WHAT IS BEING ASKED - In the statement on the global economy and financial markets, which region is congratulated for achieving its highest economic performance in many years?

READING PASSAGE -
::::::
1. Global Economy and Financial Markets - Outlook, Risks, and Policy Responses

World Economy
I welcome the fact that global expansion, despite some moderation in late 2004, remains on track, supported by benign financial market conditions. I hope this growth will be sustained through policy efforts on the part of each member country.
Looking ahead, the key risks are persistence of or a further increase in high oil prices, as well as the abrupt tightening of financial markets and lingering geopolitical risks. In particular, the recent surge in oil prices with less price differential among various oil grades warrants close monitoring, because this might adversely affect production and balance of payments in oil-importing countries. Global imbalances, particularly the sustainability of the U.S. current account deficit, do not seem to present an imminent risk to the global economy at the moment. However, it cannot be denied that a further widening of the deficit might add uncertainty to the global economy in the long run. What is important for each country at this juncture would be to aim to achieve sustainable growth by addressing its respective challenges, such as fiscal consolidation in the United States, and continued structural reforms in Europe and Japan, in order to achieve sustainable growth over the longer term.
As globalization evolves and deepens the economic relationship among countries through trade and financial integrations, the impact of each country's economic situation on the regional and global economy tends to increase. Individual countries should take full advantage of the current favorable opportunity to strengthen their reform efforts to dispense with vulnerabilities and to implement sound economic policies. In this way, they should aim to achieve sustainable growth of their own economy, and thereby contribute to regional and global growth.
I welcome the robust growth achieved in 2004 by emerging market and developing countries, whose share in the global economy is increasing. Above all, as a member of the Asian countries, I am encouraged by the prospect that the Asian economy, including those countries that suffered from the recent earthquakes and the tsunami, is expected to grow more robustly than that of any other region. Also, I congratulate the sub-Saharan Africa region for achieving last year the highest economic performance in many years by implementing sound economic policies.
However, we need to be mindful of the possibility that if the current favorable financial conditions, underpinned by abundant liquidity and historically low interest rates, were to be altered by a tightening of monetary conditions, we might observe a sharp reversal in financial flow and/or widened spreads, particularly in emerging market countries. Hence, these countries need to strengthen market confidence by implementing appropriate policies and further structural reforms from a medium-term perspective.
In this connection, the measures taken by the Argentine authorities during the process leading to their exchange offer for the bonds whose principal and interest payments had been suspended since the end of 2001, could establish an unfavorable precedent and raise a number of questions regarding sovereign debt restructuring. I would request that the authorities behave in a reasonable manner in the arena of international finance and engage in earnest discussions with the IMF. It is also necessary for the IMF to continue to consider how to respond to these developments in order to ensure discipline in international financial markets and to facilitate orderly sovereign debt restructuring.
::::::
DATA LINES -
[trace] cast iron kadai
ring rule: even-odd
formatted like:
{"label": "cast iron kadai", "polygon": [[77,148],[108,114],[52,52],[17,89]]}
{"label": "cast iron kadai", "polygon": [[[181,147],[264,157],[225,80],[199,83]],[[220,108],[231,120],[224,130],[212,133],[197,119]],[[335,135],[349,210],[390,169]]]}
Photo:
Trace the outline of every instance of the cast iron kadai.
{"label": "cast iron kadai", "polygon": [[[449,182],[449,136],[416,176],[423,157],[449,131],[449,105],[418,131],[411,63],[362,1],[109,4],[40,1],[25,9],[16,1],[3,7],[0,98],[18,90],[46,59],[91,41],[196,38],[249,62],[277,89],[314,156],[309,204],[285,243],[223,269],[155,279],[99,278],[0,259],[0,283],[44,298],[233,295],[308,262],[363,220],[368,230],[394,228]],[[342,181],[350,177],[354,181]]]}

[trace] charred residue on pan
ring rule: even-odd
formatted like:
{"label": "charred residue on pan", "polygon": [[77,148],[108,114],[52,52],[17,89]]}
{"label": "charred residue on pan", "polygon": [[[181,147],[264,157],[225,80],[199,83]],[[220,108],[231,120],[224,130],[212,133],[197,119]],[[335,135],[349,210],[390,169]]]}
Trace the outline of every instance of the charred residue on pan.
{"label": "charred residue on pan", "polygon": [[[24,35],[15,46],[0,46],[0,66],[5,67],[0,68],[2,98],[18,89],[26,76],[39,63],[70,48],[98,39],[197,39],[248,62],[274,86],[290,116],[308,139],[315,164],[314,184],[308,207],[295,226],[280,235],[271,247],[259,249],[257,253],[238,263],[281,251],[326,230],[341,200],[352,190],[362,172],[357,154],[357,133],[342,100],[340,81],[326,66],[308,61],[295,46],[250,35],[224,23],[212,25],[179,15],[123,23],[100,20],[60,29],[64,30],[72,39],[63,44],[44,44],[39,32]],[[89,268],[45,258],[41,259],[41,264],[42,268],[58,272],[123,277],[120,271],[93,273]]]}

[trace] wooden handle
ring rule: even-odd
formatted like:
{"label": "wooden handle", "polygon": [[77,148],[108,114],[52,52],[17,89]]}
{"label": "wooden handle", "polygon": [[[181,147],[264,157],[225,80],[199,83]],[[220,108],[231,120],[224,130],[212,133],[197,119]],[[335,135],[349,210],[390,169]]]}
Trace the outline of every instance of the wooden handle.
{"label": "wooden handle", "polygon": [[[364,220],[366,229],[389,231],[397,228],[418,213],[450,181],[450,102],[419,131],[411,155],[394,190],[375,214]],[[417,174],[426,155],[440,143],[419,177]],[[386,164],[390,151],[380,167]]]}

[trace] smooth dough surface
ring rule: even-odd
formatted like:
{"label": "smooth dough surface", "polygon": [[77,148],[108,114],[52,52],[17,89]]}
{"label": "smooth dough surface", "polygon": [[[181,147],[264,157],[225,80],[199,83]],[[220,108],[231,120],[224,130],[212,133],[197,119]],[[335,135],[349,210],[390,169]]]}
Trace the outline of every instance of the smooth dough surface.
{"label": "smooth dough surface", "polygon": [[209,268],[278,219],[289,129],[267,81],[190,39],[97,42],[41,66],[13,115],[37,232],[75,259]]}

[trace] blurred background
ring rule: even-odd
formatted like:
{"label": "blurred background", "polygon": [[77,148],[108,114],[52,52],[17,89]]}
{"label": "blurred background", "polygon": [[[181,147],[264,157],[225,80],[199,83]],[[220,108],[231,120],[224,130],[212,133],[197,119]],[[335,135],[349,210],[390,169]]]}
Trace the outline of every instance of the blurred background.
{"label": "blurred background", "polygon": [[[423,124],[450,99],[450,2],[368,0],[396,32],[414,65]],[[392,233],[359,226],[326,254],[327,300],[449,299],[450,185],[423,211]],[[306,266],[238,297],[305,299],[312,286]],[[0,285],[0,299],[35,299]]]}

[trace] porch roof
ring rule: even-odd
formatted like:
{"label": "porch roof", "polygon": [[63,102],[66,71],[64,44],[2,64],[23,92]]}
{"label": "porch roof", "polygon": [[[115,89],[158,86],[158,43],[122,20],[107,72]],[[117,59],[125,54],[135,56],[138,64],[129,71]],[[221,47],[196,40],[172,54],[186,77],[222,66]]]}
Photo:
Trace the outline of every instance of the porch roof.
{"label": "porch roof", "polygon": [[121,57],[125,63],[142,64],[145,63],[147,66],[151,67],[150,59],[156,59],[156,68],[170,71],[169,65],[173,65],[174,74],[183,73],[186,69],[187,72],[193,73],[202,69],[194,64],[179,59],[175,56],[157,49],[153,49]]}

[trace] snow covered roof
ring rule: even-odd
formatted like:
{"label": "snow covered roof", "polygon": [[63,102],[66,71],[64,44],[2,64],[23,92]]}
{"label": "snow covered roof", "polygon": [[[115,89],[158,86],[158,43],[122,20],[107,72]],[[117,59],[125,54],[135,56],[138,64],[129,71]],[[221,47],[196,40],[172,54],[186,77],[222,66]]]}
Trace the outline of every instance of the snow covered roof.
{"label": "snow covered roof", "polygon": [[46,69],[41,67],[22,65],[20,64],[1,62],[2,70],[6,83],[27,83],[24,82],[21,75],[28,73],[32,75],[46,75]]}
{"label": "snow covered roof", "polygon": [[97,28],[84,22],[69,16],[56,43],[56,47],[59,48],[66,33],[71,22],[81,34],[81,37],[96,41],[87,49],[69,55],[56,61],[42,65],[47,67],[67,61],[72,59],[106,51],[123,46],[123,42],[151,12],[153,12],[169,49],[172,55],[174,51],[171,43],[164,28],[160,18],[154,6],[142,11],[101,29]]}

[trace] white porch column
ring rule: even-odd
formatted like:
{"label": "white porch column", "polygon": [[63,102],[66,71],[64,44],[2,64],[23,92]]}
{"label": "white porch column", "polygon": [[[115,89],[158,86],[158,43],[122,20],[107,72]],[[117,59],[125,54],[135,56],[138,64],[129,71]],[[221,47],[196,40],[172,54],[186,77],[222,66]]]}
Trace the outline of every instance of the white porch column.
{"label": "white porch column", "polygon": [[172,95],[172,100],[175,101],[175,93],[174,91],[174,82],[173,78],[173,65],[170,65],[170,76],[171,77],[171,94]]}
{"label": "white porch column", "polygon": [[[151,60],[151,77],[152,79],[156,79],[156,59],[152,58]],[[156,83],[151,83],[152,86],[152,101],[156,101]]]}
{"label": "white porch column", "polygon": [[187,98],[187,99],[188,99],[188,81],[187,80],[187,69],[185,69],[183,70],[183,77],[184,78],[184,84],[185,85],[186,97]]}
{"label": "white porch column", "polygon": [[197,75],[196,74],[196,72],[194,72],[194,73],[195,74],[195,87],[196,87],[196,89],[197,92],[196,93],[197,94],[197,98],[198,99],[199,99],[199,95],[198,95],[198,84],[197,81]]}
::::::
RESPONSE TO THIS TASK - The sub-Saharan Africa region.